▸ Problem description:
The records sit below this line. Repeat all of them exactly.

Stored data entries
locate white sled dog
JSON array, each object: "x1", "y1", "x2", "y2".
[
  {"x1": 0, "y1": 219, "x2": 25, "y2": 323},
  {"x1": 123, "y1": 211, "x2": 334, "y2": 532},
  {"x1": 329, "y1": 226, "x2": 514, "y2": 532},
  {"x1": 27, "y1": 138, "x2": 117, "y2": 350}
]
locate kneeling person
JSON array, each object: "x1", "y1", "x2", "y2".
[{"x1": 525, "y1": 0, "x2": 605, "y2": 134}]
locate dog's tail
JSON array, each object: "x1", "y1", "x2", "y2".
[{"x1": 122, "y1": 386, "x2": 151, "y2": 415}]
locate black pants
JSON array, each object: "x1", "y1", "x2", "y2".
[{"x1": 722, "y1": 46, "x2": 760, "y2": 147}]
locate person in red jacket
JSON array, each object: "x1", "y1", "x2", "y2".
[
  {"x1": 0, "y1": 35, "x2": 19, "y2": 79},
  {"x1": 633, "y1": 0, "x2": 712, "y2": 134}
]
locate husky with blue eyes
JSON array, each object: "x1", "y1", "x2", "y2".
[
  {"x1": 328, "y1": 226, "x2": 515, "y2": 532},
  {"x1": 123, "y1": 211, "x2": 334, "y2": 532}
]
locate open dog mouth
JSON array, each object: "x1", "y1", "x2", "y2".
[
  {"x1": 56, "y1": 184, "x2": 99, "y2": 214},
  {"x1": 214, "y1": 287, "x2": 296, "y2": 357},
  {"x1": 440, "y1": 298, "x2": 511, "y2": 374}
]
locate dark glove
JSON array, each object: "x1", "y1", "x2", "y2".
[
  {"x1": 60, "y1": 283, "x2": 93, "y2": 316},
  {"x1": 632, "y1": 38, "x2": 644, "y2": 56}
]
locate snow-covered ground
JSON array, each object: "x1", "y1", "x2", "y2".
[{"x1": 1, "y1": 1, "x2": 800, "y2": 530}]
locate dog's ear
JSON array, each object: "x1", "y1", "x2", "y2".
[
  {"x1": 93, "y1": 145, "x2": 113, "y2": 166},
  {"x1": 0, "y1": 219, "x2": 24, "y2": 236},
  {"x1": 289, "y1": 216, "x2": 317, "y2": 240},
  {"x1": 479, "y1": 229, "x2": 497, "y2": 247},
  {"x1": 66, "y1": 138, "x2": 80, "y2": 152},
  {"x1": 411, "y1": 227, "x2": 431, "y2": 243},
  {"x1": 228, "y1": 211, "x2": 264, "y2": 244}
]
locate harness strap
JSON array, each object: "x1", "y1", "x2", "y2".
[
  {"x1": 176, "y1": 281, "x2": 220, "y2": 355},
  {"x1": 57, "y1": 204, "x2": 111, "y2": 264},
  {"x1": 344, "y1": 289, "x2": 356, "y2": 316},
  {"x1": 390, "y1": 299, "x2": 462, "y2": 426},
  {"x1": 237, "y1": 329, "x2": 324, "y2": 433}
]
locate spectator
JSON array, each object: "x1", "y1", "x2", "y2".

▸ Response to this exercise:
locate white sled dog
JSON array, each object: "x1", "y1", "x2", "y2".
[
  {"x1": 0, "y1": 219, "x2": 25, "y2": 323},
  {"x1": 123, "y1": 211, "x2": 334, "y2": 532},
  {"x1": 329, "y1": 226, "x2": 514, "y2": 532},
  {"x1": 27, "y1": 138, "x2": 117, "y2": 350}
]
locate kneeling person
JSON array, each object: "x1", "y1", "x2", "y2".
[{"x1": 525, "y1": 0, "x2": 605, "y2": 134}]
locate dog's tail
JSON array, each object: "x1", "y1", "x2", "y2".
[{"x1": 122, "y1": 386, "x2": 151, "y2": 415}]
locate black pants
JSON array, each object: "x1", "y1", "x2", "y2".
[{"x1": 722, "y1": 46, "x2": 760, "y2": 147}]
locate person in red jacket
JSON array, each object: "x1", "y1", "x2", "y2".
[
  {"x1": 0, "y1": 35, "x2": 19, "y2": 79},
  {"x1": 633, "y1": 0, "x2": 712, "y2": 134}
]
locate husky with blue eyes
JSON array, each object: "x1", "y1", "x2", "y2".
[
  {"x1": 328, "y1": 226, "x2": 515, "y2": 532},
  {"x1": 123, "y1": 211, "x2": 334, "y2": 532}
]
locate open dog mouth
JSON array, each object: "x1", "y1", "x2", "y2".
[
  {"x1": 56, "y1": 184, "x2": 99, "y2": 214},
  {"x1": 214, "y1": 287, "x2": 296, "y2": 357},
  {"x1": 440, "y1": 298, "x2": 511, "y2": 374}
]
locate dark glove
JSON array, each object: "x1", "y1", "x2", "y2".
[
  {"x1": 60, "y1": 283, "x2": 93, "y2": 316},
  {"x1": 632, "y1": 38, "x2": 644, "y2": 56}
]
locate snow-covered ground
JSON array, each object: "x1", "y1", "x2", "y2".
[{"x1": 1, "y1": 1, "x2": 800, "y2": 530}]
locate dog's ear
JSON array, each object: "x1", "y1", "x2", "y2".
[
  {"x1": 93, "y1": 145, "x2": 113, "y2": 166},
  {"x1": 0, "y1": 219, "x2": 24, "y2": 236},
  {"x1": 289, "y1": 216, "x2": 317, "y2": 240},
  {"x1": 479, "y1": 229, "x2": 497, "y2": 247},
  {"x1": 66, "y1": 138, "x2": 80, "y2": 152},
  {"x1": 411, "y1": 227, "x2": 431, "y2": 243},
  {"x1": 228, "y1": 211, "x2": 264, "y2": 244}
]
locate harness strap
JSON array, each object: "x1", "y1", "x2", "y2".
[
  {"x1": 176, "y1": 281, "x2": 220, "y2": 355},
  {"x1": 57, "y1": 204, "x2": 111, "y2": 264},
  {"x1": 344, "y1": 289, "x2": 356, "y2": 316},
  {"x1": 390, "y1": 299, "x2": 462, "y2": 426},
  {"x1": 237, "y1": 329, "x2": 324, "y2": 433}
]
locate spectator
JSON array, each object: "x1", "y1", "x2", "y2".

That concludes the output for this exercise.